However, if you want to make a publication, if you have a template that you receive from a conference or whatnot, you want to be able to adapt your Org notes to be able to export it exactly the way you want. I'm going to present the four points that I'm showing here that are, for me, the elements that you need to be careful with when you try to work with templates and exporting to LaTeX.
[00:04:32.304] LaTeX-specific headers
Firstly, you have headers. So basically, this allows to add LaTeX elements that are going to be at the top of the file. You're going to have the title. You're going to have your extra packages here. You're going to have your class. I'm going to present that later. That's the part that you're going to adjust to make it look like the .tex template that you receive.
[00:04:54.625] Using a formatting class file
Then you have the formatting class file. That's a .cls file that you would receive as a part of the template. This one is used instead of the typical doc class like article. The way I'm using them is to add an entry, like add an element to the list or get a class in my Emacs init. This way I can use the CLS file directly and also give the parameters that I want. In that case, I'm going to have a apris.cls next to my Org note, and it's going to be able to to use it.
[00:05:31.395] Using a different LaTeX command
A third element is, in some cases, you might want to use a different LaTeX compiler to build your project, to build your notes. That can be done per file, per note, in my opinion, that's the most flexible way, by editing, by adding this line as the very first line of your file and thus changing the LaTeX PDF process variable. And in there, you can put multiple commands in a row. For example you can have the shell escape to have the minted note block, the BibTeX element, so that works very well. When you add that, you need to reload your file, though. Something to keep in mind.
[00:06:13.138] References links for bibliography
Lastly, you have the bibliography. When you have a reference, when you want to put a reference, you can use the org-roam-bibtex package that needs to be installed. Then you have some configuration to to be set so you have the bibtex compilation bibliography, where you explain where is your your reference file, your bib file. You can also give a path for where to search for PDFs. If you have matching names with your BibTeX entries and some PDF files in there, they're going to be linked. I'm going to show that later. So that's something that's going to be part of your init configuration as part of the org-roam-bibtex package configuration. Then in the node you are exporting, you want to add a section called reference. Here you can set a style for the bibliography. Again you put which of the reference file you want to use.

Supplied information:

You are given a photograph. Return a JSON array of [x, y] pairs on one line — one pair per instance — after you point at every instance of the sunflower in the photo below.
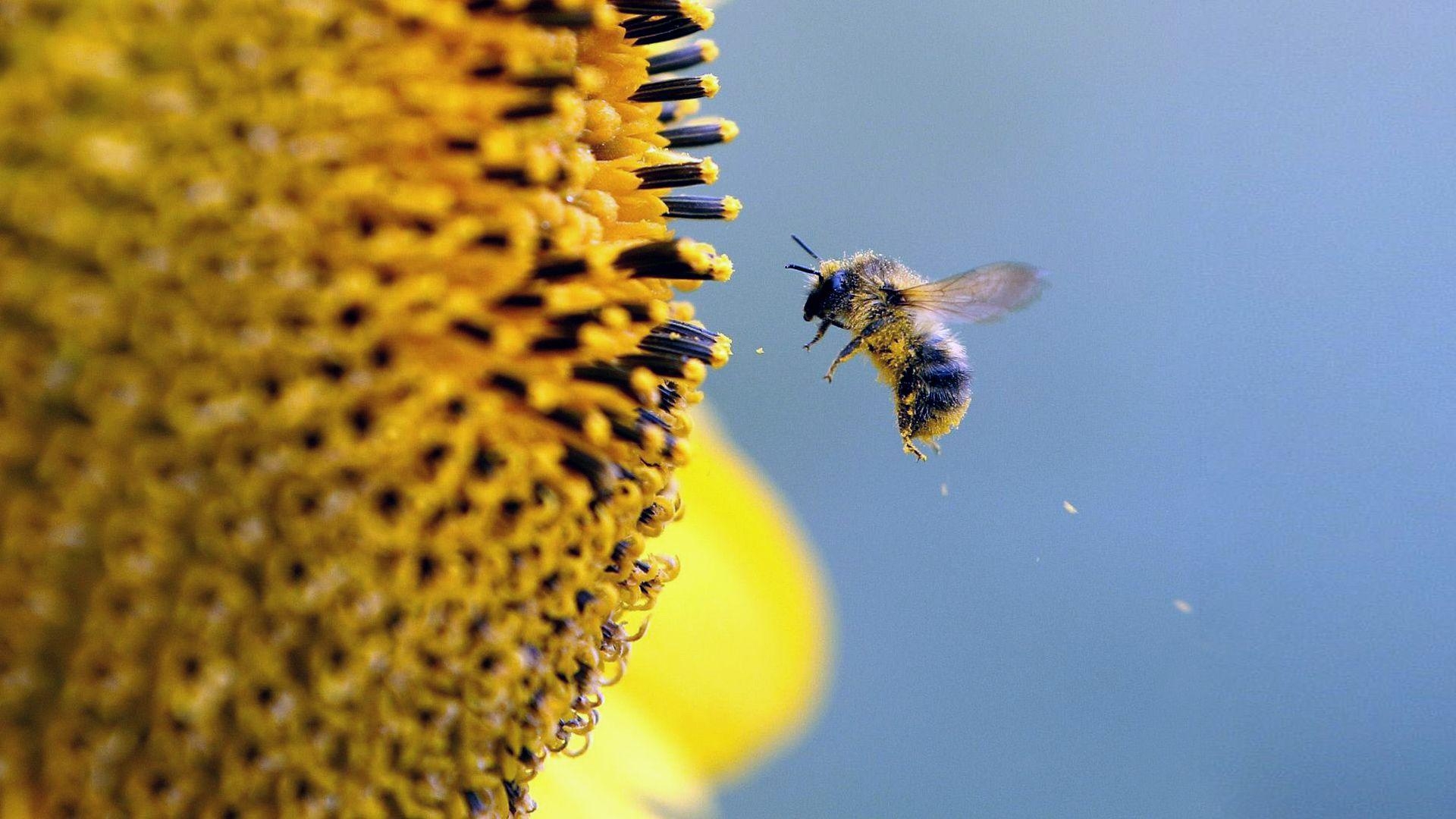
[[343, 390]]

Work instructions:
1. Retype the talk on exporting Org notes to LaTeX word for word, beginning at the words "[00:04:54.625] Using a" and stopping after "to to use it.".
2. In the talk on exporting Org notes to LaTeX, why does the speaker add an entry for the class in the Emacs init instead of using a typical doc class like article? Answer in one to three sentences.

Responses to the tasks:
1.
[00:04:54.625] Using a formatting class file
Then you have the formatting class file. That's a .cls file that you would receive as a part of the template. This one is used instead of the typical doc class like article. The way I'm using them is to add an entry, like add an element to the list or get a class in my Emacs init. This way I can use the CLS file directly and also give the parameters that I want. In that case, I'm going to have a apris.cls next to my Org note, and it's going to be able to to use it.

2. Adding the entry in the Emacs init lets the speaker use the template's .cls file directly and also give it the parameters they want.